## Task to carry out
Set out the records below as a Markdown table with the columns Row and Line, from the line containing "blue illuminated building" through the last line of the records. Number each line, and leave out blank lines and pictures.

## Dataset excerpt
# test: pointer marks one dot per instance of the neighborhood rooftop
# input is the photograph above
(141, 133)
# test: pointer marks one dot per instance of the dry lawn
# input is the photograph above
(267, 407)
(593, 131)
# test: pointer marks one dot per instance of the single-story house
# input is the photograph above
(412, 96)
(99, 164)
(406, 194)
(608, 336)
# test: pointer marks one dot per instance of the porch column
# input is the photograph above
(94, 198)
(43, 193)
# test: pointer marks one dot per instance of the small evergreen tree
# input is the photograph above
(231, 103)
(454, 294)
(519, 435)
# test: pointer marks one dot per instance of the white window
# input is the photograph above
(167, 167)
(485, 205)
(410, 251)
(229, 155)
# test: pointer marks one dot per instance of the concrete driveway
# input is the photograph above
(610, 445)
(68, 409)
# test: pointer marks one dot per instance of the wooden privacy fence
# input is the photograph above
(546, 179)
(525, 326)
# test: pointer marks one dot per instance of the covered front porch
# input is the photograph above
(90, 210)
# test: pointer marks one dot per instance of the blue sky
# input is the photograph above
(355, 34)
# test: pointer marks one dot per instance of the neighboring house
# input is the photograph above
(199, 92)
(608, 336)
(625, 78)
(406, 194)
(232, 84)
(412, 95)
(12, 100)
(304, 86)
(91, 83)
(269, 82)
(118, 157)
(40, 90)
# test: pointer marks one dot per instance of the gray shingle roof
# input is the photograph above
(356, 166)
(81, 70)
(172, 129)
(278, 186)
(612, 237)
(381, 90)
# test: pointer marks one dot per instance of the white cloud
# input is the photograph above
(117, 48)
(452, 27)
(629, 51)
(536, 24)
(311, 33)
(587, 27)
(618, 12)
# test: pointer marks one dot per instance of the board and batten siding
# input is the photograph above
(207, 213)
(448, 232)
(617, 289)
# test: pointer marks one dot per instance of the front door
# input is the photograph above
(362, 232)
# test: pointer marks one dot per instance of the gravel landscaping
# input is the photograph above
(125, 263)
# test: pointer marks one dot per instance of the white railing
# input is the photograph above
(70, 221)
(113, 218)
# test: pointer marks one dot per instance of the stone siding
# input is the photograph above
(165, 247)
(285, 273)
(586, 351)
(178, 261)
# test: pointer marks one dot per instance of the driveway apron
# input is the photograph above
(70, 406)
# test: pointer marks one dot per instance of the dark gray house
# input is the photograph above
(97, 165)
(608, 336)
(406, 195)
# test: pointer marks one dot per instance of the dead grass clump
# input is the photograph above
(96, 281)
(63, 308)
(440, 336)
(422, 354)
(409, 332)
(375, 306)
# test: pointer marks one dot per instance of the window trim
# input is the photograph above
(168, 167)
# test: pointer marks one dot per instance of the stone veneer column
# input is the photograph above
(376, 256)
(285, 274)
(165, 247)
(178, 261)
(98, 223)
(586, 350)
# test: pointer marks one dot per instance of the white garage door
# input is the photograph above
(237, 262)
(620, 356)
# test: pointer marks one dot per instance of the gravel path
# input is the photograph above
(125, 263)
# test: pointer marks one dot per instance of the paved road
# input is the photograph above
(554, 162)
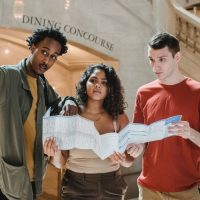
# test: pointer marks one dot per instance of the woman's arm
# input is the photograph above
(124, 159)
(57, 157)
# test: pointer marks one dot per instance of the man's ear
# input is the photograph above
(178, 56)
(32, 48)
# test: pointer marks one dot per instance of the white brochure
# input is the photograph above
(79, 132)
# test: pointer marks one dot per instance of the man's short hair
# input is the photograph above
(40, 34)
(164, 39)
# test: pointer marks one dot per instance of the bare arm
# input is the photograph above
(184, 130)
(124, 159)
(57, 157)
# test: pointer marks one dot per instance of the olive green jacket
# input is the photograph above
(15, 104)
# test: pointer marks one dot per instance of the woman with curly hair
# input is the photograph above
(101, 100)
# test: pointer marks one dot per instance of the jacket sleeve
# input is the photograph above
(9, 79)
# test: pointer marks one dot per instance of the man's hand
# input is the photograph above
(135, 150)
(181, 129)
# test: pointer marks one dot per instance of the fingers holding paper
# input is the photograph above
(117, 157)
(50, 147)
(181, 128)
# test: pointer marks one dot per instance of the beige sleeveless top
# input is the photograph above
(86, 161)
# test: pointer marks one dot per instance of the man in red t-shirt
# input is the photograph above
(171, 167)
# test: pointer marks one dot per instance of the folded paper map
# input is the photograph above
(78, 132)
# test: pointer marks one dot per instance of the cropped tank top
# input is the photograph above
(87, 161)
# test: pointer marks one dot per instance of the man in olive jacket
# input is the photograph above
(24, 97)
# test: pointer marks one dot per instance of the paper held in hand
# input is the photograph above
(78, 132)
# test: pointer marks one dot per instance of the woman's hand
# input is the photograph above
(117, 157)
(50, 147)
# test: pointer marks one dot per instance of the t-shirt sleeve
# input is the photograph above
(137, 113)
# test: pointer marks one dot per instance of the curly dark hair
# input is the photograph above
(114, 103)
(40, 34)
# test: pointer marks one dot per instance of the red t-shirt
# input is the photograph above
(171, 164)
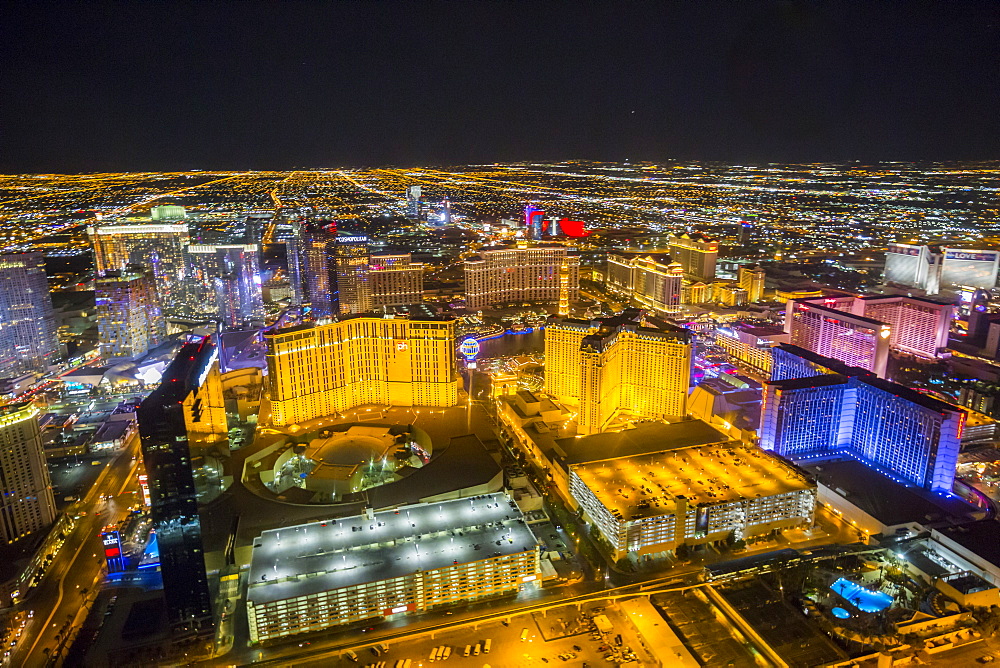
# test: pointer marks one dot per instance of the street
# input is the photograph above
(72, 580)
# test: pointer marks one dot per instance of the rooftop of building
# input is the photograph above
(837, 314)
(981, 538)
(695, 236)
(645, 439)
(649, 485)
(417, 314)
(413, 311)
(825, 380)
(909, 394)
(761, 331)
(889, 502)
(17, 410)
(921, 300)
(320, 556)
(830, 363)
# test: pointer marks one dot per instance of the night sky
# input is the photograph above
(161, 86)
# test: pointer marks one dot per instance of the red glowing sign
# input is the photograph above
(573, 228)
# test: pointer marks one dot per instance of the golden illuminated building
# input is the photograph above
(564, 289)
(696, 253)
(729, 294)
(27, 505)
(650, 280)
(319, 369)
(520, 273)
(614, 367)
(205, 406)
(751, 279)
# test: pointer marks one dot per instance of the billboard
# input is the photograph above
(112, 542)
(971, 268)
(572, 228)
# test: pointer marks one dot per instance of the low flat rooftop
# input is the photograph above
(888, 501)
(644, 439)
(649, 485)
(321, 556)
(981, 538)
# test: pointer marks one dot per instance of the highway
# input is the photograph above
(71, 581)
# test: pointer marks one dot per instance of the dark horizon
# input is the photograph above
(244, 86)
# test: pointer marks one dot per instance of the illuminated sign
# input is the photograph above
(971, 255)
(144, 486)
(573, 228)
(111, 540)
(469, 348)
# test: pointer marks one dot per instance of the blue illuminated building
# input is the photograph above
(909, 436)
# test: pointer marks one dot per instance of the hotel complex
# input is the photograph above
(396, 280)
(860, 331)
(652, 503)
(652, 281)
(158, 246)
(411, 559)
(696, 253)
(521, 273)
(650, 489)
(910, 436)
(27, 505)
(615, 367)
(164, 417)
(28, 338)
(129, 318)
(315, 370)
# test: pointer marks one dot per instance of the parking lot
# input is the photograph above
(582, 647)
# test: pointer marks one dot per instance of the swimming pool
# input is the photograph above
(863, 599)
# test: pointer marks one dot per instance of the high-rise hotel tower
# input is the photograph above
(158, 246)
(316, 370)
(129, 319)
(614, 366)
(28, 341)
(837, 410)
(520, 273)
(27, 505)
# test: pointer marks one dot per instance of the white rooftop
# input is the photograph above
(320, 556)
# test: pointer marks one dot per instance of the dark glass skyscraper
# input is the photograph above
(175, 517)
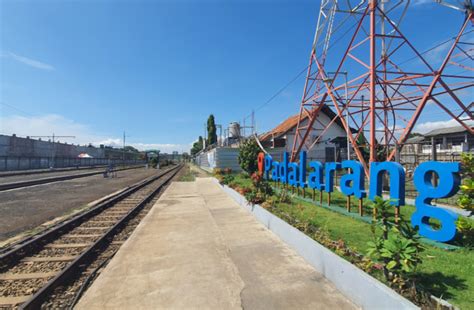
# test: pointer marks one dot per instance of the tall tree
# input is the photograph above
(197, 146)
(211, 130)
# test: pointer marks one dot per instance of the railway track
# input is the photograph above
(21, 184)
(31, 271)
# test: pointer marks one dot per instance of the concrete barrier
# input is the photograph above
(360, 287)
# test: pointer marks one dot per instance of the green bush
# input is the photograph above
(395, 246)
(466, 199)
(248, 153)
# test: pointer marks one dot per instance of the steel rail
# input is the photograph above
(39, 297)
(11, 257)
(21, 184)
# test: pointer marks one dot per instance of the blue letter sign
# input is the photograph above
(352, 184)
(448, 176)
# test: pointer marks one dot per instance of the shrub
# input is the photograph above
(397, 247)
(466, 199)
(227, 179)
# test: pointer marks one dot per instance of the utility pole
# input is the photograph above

## Answer in full
| Row | Line |
|---|---|
| 1 | # test: pointer marks one dot per instance of the blue illuminated building |
| 2 | # input is the photograph above |
| 3 | (909, 436) |
| 4 | # test: pointer marks one dot per instance of the hotel complex |
| 5 | # input is the photograph above |
| 6 | (396, 280) |
| 7 | (860, 331) |
| 8 | (652, 503) |
| 9 | (652, 281) |
| 10 | (158, 246) |
| 11 | (411, 559) |
| 12 | (696, 253) |
| 13 | (521, 273) |
| 14 | (650, 489) |
| 15 | (910, 436) |
| 16 | (27, 505) |
| 17 | (615, 367) |
| 18 | (164, 417) |
| 19 | (28, 338) |
| 20 | (129, 318) |
| 21 | (315, 370) |
| 22 | # test: pointer marks one dot per instance of the parking lot |
| 23 | # input is the photograph above |
| 24 | (582, 647) |
| 25 | # test: pointer marks one dot per instance of the swimming pool |
| 26 | # input is the photograph above |
| 27 | (863, 599) |
| 28 | # test: pointer marks one dot per instance of the high-rise hotel tower |
| 29 | # input is the photograph above |
| 30 | (158, 246) |
| 31 | (316, 370) |
| 32 | (129, 319) |
| 33 | (614, 366) |
| 34 | (28, 341) |
| 35 | (837, 410) |
| 36 | (520, 273) |
| 37 | (27, 505) |
| 38 | # test: pointer marks one dot per instance of the white rooftop |
| 39 | # input is the photograph above |
| 40 | (320, 556) |
| 41 | # test: pointer marks one dot per instance of the dark glass skyscraper |
| 42 | # input is the photograph above |
| 43 | (175, 517) |
| 44 | # test: pointer marks one dot per instance of the tall tree |
| 45 | # input is the photograph above |
| 46 | (197, 146) |
| 47 | (211, 130) |
| 48 | # test: pointer marks one dot per instance of the railway track |
| 49 | # input is the photograph above |
| 50 | (21, 184) |
| 51 | (31, 271) |
| 52 | # test: pointer marks one dot per instance of the concrete barrier |
| 53 | # input is the photograph above |
| 54 | (360, 287) |
| 55 | # test: pointer marks one dot per instance of the green bush |
| 56 | # input is the photograph above |
| 57 | (395, 246) |
| 58 | (466, 199) |
| 59 | (248, 153) |
| 60 | # test: pointer marks one dot per instance of the steel rail |
| 61 | # input is the photograph above |
| 62 | (39, 297) |
| 63 | (11, 257) |
| 64 | (21, 184) |
| 65 | # test: pointer marks one dot per instance of the blue letter sign |
| 66 | # input is the photograph above |
| 67 | (352, 184) |
| 68 | (448, 176) |
| 69 | # test: pointer marks one dot per instance of the shrub |
| 70 | # input is the photograph above |
| 71 | (397, 247) |
| 72 | (466, 199) |
| 73 | (227, 179) |
| 74 | # test: pointer marks one dot per instance of the utility pole |
| 75 | # input is the photograph above |